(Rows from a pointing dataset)
-------

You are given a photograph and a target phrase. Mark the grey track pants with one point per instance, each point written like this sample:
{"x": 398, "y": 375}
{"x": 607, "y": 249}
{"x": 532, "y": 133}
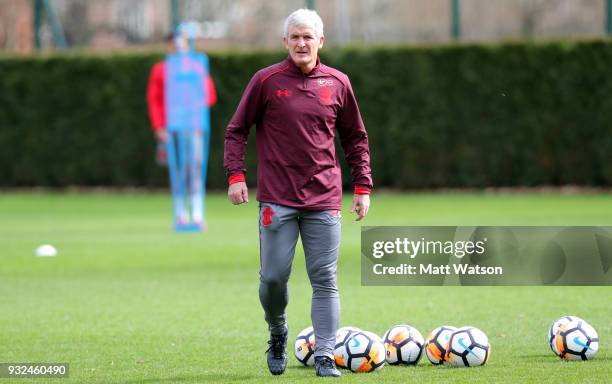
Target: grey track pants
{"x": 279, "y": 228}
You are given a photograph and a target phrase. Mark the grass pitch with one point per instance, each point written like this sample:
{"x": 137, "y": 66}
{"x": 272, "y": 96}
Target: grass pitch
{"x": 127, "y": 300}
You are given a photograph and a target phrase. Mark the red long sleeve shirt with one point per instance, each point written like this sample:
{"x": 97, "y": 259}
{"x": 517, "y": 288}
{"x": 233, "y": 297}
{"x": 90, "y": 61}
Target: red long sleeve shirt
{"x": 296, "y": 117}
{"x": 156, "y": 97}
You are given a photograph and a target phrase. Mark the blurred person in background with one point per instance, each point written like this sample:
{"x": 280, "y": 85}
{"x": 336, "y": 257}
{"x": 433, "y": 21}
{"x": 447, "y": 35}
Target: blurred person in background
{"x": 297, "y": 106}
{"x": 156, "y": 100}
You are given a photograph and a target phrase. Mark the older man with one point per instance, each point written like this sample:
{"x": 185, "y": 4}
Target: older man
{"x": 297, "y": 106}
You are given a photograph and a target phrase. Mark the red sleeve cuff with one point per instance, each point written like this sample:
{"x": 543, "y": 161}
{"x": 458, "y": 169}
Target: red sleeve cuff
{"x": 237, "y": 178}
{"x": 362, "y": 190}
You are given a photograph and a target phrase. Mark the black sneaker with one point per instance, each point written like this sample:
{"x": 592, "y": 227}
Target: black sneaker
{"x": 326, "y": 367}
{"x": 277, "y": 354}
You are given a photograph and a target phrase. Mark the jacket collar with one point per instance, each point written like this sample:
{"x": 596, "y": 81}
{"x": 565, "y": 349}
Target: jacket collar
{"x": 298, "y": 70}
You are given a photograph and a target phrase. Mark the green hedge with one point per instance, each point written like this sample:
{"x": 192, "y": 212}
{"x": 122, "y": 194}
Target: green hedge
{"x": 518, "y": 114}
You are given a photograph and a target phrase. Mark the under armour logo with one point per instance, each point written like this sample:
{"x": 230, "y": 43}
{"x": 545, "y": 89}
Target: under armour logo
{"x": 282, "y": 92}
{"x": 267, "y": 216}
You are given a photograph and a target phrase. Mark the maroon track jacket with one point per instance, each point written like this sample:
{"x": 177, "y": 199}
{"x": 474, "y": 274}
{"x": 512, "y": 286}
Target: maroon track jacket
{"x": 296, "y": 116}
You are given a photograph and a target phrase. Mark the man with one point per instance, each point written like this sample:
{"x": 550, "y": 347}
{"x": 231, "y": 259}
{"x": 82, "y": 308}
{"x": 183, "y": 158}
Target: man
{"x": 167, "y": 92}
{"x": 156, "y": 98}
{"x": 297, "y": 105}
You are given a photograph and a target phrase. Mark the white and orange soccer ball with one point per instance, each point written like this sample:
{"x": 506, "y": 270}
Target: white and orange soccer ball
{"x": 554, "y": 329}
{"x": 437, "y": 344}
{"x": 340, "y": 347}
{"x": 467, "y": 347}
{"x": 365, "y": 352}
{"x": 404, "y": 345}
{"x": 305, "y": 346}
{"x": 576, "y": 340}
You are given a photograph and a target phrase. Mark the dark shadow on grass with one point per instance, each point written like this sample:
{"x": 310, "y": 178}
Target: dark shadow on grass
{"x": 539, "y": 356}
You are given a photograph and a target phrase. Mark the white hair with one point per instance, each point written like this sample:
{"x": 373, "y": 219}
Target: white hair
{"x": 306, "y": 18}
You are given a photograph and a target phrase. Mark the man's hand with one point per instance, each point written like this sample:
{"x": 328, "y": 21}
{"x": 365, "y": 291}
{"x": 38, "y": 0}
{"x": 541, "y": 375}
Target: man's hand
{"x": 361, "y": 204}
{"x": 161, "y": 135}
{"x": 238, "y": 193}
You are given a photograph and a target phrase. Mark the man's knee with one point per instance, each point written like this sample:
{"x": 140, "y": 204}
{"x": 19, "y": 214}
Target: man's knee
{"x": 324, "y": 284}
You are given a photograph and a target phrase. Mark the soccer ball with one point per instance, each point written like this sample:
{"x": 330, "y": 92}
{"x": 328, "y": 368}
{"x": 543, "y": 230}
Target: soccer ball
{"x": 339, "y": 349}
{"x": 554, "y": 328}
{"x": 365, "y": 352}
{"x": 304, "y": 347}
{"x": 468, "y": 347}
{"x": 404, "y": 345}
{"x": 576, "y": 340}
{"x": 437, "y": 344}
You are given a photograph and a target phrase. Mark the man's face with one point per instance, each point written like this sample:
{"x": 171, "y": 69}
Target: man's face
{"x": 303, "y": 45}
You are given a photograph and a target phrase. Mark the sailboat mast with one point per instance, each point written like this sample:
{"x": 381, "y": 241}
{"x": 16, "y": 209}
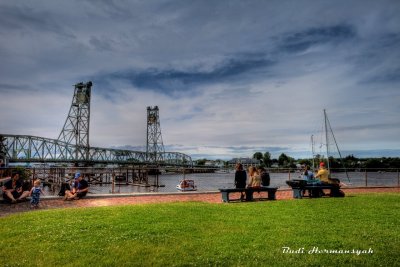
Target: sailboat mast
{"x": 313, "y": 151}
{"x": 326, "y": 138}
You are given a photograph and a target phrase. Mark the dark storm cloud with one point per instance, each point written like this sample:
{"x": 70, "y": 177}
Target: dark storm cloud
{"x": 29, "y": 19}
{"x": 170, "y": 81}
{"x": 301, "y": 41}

-------

— Exercise —
Using the records above, copy exactly and only the lines from the line with "the man's face" through the end, both included; leave every picture out.

— Solution to this task —
You are given a photograph and a target phrase. Mark the man's face with one point per instance, each point written like this sample:
{"x": 171, "y": 69}
Target: man's face
{"x": 303, "y": 45}
You are given a photograph and a target phrase. Mark the sailboat mast with one point per instance, each point written like this sample:
{"x": 381, "y": 241}
{"x": 16, "y": 209}
Target: sailboat mast
{"x": 313, "y": 151}
{"x": 326, "y": 138}
You are given a photograph and a target phrase. Mark the dark storm cloud with one point per instance, each point written like this sample:
{"x": 70, "y": 177}
Target: dark storm cloud
{"x": 29, "y": 19}
{"x": 170, "y": 81}
{"x": 301, "y": 41}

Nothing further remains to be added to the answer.